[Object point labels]
# # #
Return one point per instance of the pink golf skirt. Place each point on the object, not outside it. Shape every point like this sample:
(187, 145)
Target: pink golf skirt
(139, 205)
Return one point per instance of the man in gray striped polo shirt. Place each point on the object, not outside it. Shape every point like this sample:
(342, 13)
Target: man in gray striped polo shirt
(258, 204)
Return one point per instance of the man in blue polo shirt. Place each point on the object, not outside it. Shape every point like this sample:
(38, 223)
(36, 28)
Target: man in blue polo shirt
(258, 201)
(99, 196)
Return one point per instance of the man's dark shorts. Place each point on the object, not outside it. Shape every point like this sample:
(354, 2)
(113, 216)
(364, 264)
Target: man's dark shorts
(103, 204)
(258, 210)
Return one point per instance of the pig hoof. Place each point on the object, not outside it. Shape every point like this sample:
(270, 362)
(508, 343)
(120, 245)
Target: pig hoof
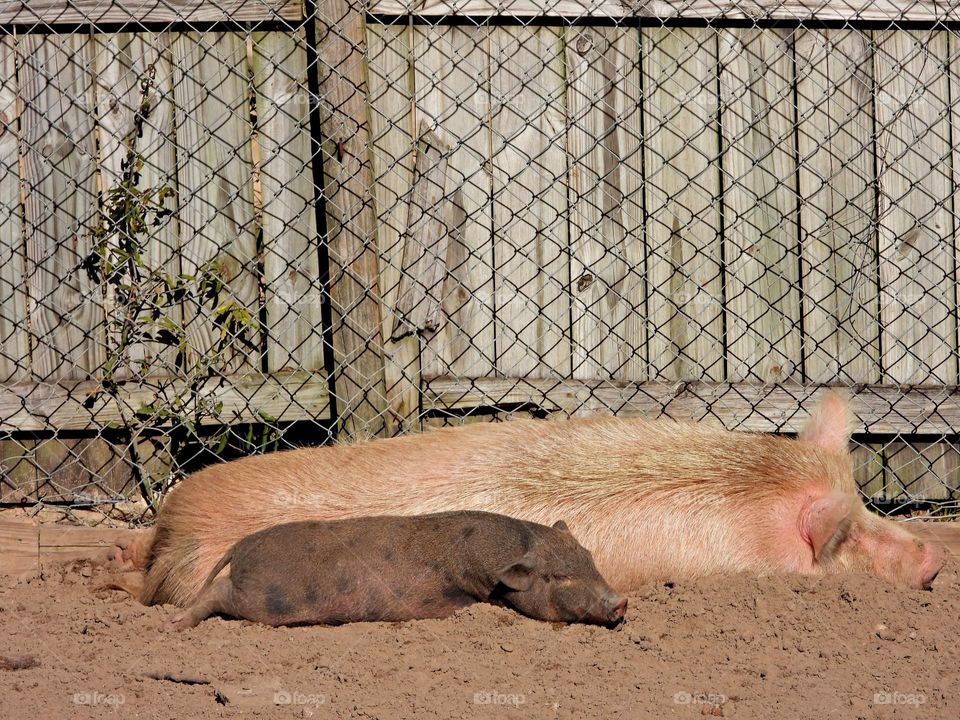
(181, 622)
(115, 559)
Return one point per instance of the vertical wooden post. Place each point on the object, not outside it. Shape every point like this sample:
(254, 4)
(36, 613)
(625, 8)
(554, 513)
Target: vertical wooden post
(351, 218)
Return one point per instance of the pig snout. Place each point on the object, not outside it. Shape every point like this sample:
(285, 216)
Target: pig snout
(615, 608)
(608, 609)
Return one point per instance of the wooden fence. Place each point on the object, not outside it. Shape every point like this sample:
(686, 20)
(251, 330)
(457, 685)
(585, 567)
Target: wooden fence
(518, 218)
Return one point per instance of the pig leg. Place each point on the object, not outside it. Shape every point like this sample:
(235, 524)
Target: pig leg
(133, 552)
(215, 598)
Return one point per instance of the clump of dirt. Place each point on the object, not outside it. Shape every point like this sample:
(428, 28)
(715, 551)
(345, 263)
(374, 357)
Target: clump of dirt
(735, 646)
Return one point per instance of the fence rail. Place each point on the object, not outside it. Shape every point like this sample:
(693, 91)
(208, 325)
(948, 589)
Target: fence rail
(223, 240)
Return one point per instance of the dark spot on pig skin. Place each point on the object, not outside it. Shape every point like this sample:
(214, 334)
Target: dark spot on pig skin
(455, 594)
(277, 601)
# # #
— GIVEN INSTRUCTION —
Write out every line of the data above verbatim. Omit the pictures.

— EXERCISE SOLUTION —
Return one point per instance of the pink golf skirt. Place each point on the object, not outside it. Shape every point like this sample:
(187, 145)
Target: pink golf skirt
(139, 205)
Return one point per instance of the man in gray striped polo shirt. Place each point on the object, not outside it. Shape every point like this sample:
(342, 13)
Target: man in gray striped polo shirt
(258, 204)
Return one point per instance of the man in blue polo shirt. Place each point on the object, not outside it. Shape every point like this sample:
(38, 223)
(36, 28)
Target: man in blue polo shirt
(258, 201)
(99, 196)
Return one point per instance of the man's dark shorts. Place each point on the object, not outside it. Shape every point like this sample:
(354, 2)
(113, 216)
(364, 264)
Target: man's dark shorts
(103, 204)
(258, 210)
Return one point per instance of the pig hoof. Place each point on the object, not outside it. Shape every point like this sample:
(270, 362)
(508, 343)
(120, 245)
Target: pig hoof
(181, 622)
(115, 559)
Return one point per instance of the vertical wooden post. Place each point on the object, not outside it. Shape every point like this sample:
(254, 4)
(36, 613)
(625, 8)
(554, 513)
Target: vertical wooden post
(351, 218)
Return one point per instance of the pig snout. Place each point on the object, not outside it. Shape every point like this sample:
(285, 216)
Target: pig snout
(615, 608)
(608, 609)
Return one point per instance of the wooden fence. Place each point on the object, not outside it. Shape every point like this sample:
(686, 20)
(251, 330)
(457, 685)
(585, 567)
Target: wooden fence
(518, 218)
Return one point per instance of the pig leg. Place each point on the object, not outside it. Shape every point like this sample:
(235, 524)
Target: pig leg
(133, 552)
(215, 598)
Return one point per instance of the clump of dirt. Place each point on the object, not outside it. Shape every point like this sample:
(428, 28)
(715, 551)
(345, 263)
(374, 357)
Target: clump of dirt
(735, 646)
Return one point per instance of the fence rail. Place each point on the object, not outside it. Shape every point like this sample:
(693, 91)
(208, 325)
(948, 589)
Target: fence rail
(223, 240)
Return one point per instance of the dark spot on pig skin. Place each point on the object, not outside it. Shape every point like this sample:
(214, 334)
Target: dark spot on pig skin
(455, 594)
(277, 601)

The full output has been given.